- **Zielvorgabe 1**:
Tausche in der Auflistung „gray floor“ gegen „concrete floor“ aus und gib dabei die Zeilen beginnend mit der Zeile, die „Identify all instances of backpack“ enthält, und endend mit der Zeile, die „[0,370,859,896]“ enthält, erneut wieder. Alles andere bleibt unverändert.

- **Dokument**:
== == ==
Ralf Oltmanns, »geistiger Vater« des EcoFlettners, bestätigt im Gespräch mit der HANSA, dass die neue, in Leer ansässige Eco Flettner[ds_preview] GmbH aktuell dabei ist, Reedereien zu finden, die einen der neu entwickelten Rotoren auf einem oder mehreren ihrer Schiffe setzen lassen. Aus einem Interreg-Förderprogramm heraus entwickelten die Partner in einer Arbeitsgemeinschaft den Eco Flettner-Rotor, der in verschiedenen Varianten angeboten wird. Zehn Firmen sind heute Gesellschafter.

Angesichts der noch immer schwierigen Marktlage für einige Segmente wie der Shortsea-Schifffahrt ist das gar nicht so einfach.

»Interesse an der Rotortechnologie ist in der Reederschaft und bei den Werften durchaus vorhanden. Leider gibt es für die Implementierung gesetzlich vorgeschriebener CO2 -Reduzierungen noch keinen verbindlichen Fahrplan«, sagt Oltmanns. Somit blieben die Entscheidungen abhängig vom Treibstoffpreis, der bekanntlich im Laufe der Jahrzehnte kontinuierlich gestiegen sei, aber eben auch immer wieder für gewisse Zeiträume sinke.
== == ==
- **Bereitgestelltes Material**:
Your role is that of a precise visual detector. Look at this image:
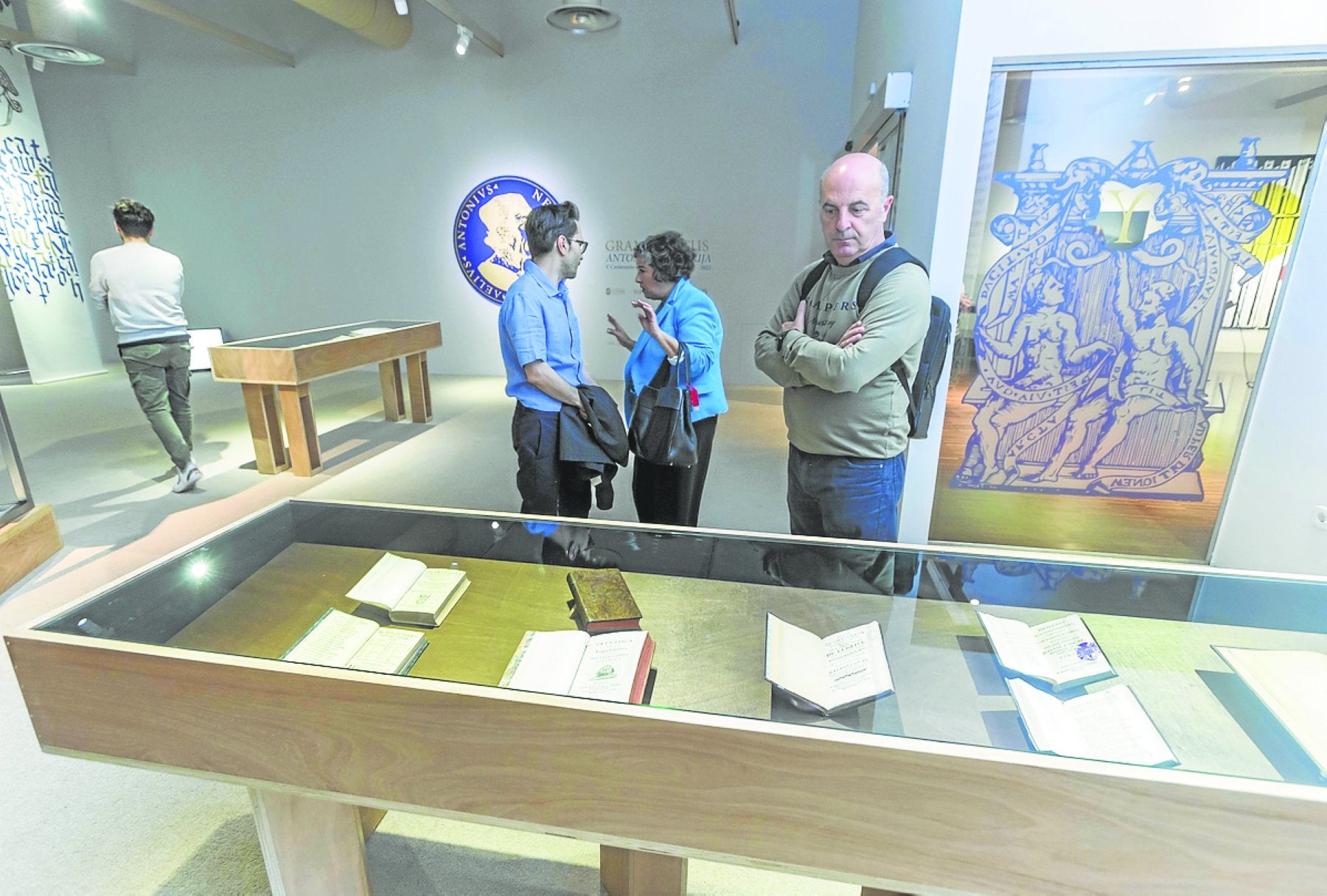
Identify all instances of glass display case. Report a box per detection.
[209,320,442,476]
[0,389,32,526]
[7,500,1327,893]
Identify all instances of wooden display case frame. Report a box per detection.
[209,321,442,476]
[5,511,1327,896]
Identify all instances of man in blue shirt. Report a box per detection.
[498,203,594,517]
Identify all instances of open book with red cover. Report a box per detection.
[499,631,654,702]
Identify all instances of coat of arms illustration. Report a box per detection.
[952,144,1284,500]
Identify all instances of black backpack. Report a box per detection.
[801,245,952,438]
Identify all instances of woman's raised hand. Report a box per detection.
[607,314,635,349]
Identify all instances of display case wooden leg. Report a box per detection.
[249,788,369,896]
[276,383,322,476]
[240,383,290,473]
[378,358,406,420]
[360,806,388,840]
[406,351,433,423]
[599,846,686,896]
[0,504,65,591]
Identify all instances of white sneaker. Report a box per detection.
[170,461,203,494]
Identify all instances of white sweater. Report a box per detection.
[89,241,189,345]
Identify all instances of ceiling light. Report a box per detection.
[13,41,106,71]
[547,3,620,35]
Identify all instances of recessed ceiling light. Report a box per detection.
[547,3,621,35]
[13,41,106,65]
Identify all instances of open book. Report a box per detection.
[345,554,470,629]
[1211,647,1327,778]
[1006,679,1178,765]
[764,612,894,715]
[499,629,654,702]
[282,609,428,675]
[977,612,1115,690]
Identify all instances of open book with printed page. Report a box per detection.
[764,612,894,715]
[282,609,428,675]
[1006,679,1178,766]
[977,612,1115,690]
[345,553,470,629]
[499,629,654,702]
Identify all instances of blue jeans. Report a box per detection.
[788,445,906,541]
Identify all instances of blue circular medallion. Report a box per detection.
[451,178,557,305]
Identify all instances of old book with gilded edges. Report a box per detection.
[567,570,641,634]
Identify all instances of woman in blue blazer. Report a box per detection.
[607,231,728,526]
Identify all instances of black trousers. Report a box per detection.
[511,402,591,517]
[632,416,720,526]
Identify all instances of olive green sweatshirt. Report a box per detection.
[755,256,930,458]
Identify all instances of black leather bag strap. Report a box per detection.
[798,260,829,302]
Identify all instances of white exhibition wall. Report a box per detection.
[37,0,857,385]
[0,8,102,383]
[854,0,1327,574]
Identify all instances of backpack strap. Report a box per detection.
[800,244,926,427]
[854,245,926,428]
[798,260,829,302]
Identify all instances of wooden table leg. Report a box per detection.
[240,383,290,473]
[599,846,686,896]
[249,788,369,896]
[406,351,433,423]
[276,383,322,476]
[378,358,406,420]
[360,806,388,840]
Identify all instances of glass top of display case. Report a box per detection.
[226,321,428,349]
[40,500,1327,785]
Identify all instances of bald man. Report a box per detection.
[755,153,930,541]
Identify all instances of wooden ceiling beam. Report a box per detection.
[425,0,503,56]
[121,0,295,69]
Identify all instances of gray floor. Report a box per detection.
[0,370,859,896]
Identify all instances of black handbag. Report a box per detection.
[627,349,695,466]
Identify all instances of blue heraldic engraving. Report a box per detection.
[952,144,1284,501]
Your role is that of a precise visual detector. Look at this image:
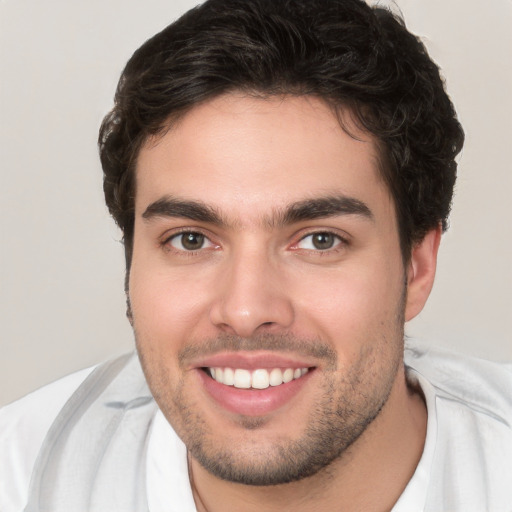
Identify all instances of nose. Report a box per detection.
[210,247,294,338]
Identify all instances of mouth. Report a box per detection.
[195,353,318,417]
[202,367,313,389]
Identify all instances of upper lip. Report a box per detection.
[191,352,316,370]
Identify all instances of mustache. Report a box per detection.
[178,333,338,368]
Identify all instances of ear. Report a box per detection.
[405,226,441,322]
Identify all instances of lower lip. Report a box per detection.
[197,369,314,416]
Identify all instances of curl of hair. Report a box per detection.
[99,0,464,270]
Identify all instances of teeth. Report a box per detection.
== == ==
- **Zielvorgabe 2**:
Führe den Text über den EcoFlettner-Rotor im Anschluss an seinen letzten Satz weiter.

- **Antwort 1**:
Identify all instances of backpack strap. Report a box per detection.
[800,244,926,427]
[854,245,926,428]
[798,260,829,302]
Identify all instances of wooden table leg. Report a box per detection.
[240,383,290,473]
[599,846,686,896]
[249,788,369,896]
[406,351,433,423]
[276,383,322,476]
[378,358,406,420]
[360,806,388,840]
Identify all instances of glass top of display case. Report a box per detection.
[226,321,428,349]
[40,500,1327,785]
Identify all instances of bald man. Report a box per detection.
[755,153,930,541]
Identify all instances of wooden ceiling beam. Report a box per detection.
[425,0,503,56]
[121,0,295,69]
Identify all instances of concrete floor. Report a box per detection.
[0,370,859,896]

- **Antwort 2**:
»Gäbe es klare und globale Umweltregeln für CO2 -Emissionen einhergehend mit finanziellen Anreizen, hätten innovative Antriebssysteme oder alternative Brennstoffe eine bessere Basis. Die zusätzliche Investition lässt sich bereits bei den momentanen Treibstoffkosten rechnen«, so der Experte.

Zum anderen kommt es auf die Frage »Neubau oder Nachrüstung?« an. »Da gibt es bei den Baukosten Unterschiede. Zwar kann der Rotor innerhalb von wenigen Tagen eingebaut werden, doch schiffbauliche Eingriffe bei der Nachrüstung kosten eben auch Zeit.« Das ließe sich mit einem normalen Werftaufenthalt für Klasse-Besichtigung vereinbaren. Andererseits sei ein Neubauprojekt verhältnismäßig preiswerter, weil nichts umgebaut werden muss, alle Fundamentierungen, Kabelagen und Leitungen wären bereits im Schiffbau berücksichtigt. Bei Retrofits kostet das mehr Zeit und Geld. Hinzu kommen Ausgaben durch Zeichnungsprüfung, Besichtigungen oder das Engineering für das spezielle Schiff.

Grundlage für die Entscheidung, eine eigene Firma zu gründen, waren die sehr positiven Erfahrungen, die mit dem Pilotprojekt eines 30 t schweren, 18 mal 3 m großen Rotors auf dem 90 m langen Mehrzweckfrachter »Fehn Pollux« der ebenfalls Leeraner Schifffahrts- und Logistikgruppe Ems-Fehn gemacht wurden. Weil es so gut funktionierte und das von der EU geförderte Projekt auslief, entschloss sich ein Großteil der Beteiligten dazu, die neue Firma zu gründen. Auch Ems-Fehn ist dabei.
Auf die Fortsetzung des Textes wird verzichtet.